# WORK REQUIRED
Rewrite the lines below, switching every "thickest part" to "widest part" and leaving everything else as it is.

# SUPPLIED RECORDS
● ● ●
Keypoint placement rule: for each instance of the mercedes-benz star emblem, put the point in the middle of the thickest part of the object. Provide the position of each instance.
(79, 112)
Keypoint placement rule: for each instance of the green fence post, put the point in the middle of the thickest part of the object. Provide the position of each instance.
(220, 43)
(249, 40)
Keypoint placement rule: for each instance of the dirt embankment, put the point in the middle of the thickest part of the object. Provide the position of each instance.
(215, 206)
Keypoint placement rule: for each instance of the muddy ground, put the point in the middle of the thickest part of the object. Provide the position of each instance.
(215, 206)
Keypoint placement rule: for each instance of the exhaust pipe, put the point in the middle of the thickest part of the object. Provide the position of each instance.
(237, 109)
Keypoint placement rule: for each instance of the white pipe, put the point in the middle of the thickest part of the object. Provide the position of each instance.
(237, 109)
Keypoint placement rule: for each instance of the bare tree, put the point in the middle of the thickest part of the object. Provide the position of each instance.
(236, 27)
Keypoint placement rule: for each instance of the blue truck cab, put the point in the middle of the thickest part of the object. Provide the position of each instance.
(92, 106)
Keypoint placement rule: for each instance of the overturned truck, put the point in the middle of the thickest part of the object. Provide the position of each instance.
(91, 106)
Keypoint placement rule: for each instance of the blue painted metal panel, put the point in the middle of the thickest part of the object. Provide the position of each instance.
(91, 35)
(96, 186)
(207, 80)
● ● ●
# SOLUTION TO THE PROBLEM
Keypoint placement rule: for each instance of the mercedes-benz star emblem, put the point in the middle of the widest part of the object. Provide the position of each instance.
(79, 112)
Keypoint placement rule: for each instance of the green fence post, put the point in the middle of the widest part of the object. Provide the position of each instance.
(220, 43)
(249, 40)
Keypoint placement rule: for each instance of the dirt embankment, put the point in the middle of the widest part of the object. Provide the position of each instance.
(215, 206)
Keypoint placement rule: for each instance of the muddy ground, put the point in the middle of the widest part of the object. Provide the position of each instance.
(215, 206)
Keypoint placement rule: for each instance of the exhaust pipe, put the point in the middle of the widest part of the object. Provide the position of each instance.
(237, 109)
Keypoint placement rule: for each instance of the white pipe, put the point in the middle of the widest part of the object. Provide the position of each instance.
(237, 109)
Keypoint placement rule: for each instance of the bare tree, put the point in the middle of the widest part of the object. Provide the position of each instance.
(236, 27)
Keypoint placement rule: for each instance of the blue truck cab, put the point in the middle of the widest part of the object. Provide the position of each instance.
(92, 106)
Keypoint placement rule: for each instance of the overturned truck, put the point in the middle of the widest part of the object. Provide the position of each instance.
(91, 106)
Keypoint placement rule: for each instance of the blue painted metal panel, put the point in the middle of the widest part of the object. Provide the position of each instance.
(91, 35)
(96, 186)
(207, 80)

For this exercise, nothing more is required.